Given passage —
You might want decoupling, so in which case you add your activation layers separately.

Below are some common predictive modeling problem types and the structure and standard activation function that you can use in the output layer:

* Regression: Linear activation function or ‘linear’ and the number of neurons matching the number of outputs.
* Binary Classification (2 class): Logistic activation function or ‘sigmoid’ and one neuron the output layer.
* Multiclass Classification (>2 class): Softmax activation function or ‘softmax’ and one output neuron per class value, assuming a one-hot encoded output pattern.

In [15]:
model.add(Activation('relu'))

#### Dropout Layer

Just like activation layer, often you wanna add a dropout layer. This is for that purpose only.

In [27]:
model.add(Dropout(0.3))

Dropout definition : `keras.layers.Dropout(rate, noise_shape=None, seed=None)`

- rate : intuitive to understand. A number between 0 and 1.
- noise_shape : If you wish to keep same dropout for a particular dimension, or you want your dropout thingy to work in a structured way, you use this. [More details here.](https://keras.io/layers/core/)
- seed : for python random number

#### Convolutional Layers

Definition : `keras.layers.Conv2D(filters, kernel_size, strides=(1, 1), padding='valid', data_format=None, dilation_rate=(1, 1), activation=None, use_bias=True, kernel_initializer='glorot_uniform', bias_initializer='zeros', kernel_regularizer=None, bias_regularizer=None, activity_regularizer=None, kernel_constraint=None, bias_constraint=None)`

Some parameters are same as *Dense* layer and they have the same meaning.

Point placement records
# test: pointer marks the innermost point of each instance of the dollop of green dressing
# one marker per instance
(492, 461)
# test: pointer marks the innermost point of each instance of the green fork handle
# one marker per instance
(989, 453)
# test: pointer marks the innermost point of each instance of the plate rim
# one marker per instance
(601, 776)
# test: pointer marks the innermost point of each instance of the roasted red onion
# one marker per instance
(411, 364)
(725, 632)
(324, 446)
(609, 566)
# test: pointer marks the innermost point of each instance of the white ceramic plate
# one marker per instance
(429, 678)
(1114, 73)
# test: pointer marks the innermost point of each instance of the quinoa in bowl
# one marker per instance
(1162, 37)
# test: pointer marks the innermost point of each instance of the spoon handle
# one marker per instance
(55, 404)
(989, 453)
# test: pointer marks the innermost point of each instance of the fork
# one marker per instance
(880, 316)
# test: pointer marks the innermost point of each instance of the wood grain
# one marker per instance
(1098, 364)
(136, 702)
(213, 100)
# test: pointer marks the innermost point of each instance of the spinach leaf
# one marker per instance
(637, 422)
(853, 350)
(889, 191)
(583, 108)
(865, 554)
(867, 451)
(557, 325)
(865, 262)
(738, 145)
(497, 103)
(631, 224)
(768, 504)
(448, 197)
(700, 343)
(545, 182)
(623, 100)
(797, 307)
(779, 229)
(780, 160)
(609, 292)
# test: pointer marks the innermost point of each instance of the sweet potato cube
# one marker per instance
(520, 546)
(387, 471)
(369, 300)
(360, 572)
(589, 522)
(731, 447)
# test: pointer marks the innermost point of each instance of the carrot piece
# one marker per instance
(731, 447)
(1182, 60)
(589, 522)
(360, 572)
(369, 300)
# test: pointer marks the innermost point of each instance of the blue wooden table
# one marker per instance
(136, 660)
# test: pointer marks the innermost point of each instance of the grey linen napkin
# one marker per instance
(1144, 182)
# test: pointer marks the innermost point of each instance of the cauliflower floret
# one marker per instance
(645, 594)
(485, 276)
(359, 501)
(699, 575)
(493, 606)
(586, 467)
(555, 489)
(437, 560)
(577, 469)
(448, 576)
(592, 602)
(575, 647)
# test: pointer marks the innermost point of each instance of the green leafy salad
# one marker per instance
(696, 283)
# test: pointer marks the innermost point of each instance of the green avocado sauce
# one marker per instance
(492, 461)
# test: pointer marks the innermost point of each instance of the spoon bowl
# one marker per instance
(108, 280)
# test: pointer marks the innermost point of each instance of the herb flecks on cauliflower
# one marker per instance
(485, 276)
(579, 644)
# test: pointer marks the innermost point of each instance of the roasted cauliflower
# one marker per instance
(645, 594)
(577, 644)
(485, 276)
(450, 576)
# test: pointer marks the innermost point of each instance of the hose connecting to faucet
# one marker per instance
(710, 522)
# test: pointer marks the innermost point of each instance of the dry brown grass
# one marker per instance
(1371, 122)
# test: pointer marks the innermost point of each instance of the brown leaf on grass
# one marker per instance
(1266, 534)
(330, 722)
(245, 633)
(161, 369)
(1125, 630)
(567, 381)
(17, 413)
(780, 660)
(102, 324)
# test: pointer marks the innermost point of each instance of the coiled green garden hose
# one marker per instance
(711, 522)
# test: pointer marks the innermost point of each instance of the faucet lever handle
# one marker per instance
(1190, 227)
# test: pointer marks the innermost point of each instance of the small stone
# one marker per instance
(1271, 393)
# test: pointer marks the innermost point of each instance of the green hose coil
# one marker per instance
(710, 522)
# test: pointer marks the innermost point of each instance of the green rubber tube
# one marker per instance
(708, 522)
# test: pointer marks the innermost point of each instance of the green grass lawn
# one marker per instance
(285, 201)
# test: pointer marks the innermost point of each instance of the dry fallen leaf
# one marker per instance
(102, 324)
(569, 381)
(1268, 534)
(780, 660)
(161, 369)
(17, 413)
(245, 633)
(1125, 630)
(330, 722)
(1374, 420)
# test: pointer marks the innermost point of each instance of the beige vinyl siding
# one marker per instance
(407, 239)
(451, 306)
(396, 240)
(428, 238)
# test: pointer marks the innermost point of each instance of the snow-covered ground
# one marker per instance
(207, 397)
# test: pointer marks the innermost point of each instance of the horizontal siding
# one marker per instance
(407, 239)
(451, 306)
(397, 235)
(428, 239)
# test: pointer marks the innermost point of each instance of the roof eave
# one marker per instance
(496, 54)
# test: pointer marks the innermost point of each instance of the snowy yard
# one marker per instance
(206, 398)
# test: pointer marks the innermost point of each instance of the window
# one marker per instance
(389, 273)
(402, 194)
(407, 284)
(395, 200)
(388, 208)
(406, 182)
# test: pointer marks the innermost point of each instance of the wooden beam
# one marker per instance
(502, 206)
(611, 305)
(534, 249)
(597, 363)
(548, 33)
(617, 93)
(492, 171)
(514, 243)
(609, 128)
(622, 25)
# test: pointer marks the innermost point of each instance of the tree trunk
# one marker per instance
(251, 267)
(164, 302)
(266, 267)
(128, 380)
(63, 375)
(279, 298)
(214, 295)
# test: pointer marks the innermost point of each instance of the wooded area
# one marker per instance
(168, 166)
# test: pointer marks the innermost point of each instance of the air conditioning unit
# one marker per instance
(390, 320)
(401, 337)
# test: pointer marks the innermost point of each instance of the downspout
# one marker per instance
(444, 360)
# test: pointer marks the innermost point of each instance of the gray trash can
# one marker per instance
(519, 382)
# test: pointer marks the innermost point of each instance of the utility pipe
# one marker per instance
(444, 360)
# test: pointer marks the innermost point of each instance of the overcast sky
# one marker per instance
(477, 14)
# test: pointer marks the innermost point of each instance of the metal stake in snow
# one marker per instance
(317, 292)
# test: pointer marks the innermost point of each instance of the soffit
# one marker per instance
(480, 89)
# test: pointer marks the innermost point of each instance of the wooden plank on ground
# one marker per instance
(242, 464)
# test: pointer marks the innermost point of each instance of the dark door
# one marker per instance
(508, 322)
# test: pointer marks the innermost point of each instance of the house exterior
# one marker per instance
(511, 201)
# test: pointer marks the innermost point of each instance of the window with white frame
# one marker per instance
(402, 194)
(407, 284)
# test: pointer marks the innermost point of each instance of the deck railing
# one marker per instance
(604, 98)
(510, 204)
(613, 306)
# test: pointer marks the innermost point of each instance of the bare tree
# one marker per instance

Job 1 —
In the Keras layers text, repeat everything from "You might want" down to "the output layer.".
Job 2 —
Which activation function does the Keras layers text give for the output layer in binary classification?

Task solution 1 —
You might want decoupling, so in which case you add your activation layers separately.

Below are some common predictive modeling problem types and the structure and standard activation function that you can use in the output layer:

* Regression: Linear activation function or ‘linear’ and the number of neurons matching the number of outputs.
* Binary Classification (2 class): Logistic activation function or ‘sigmoid’ and one neuron the output layer.

Task solution 2 —
The logistic activation function, or 'sigmoid'.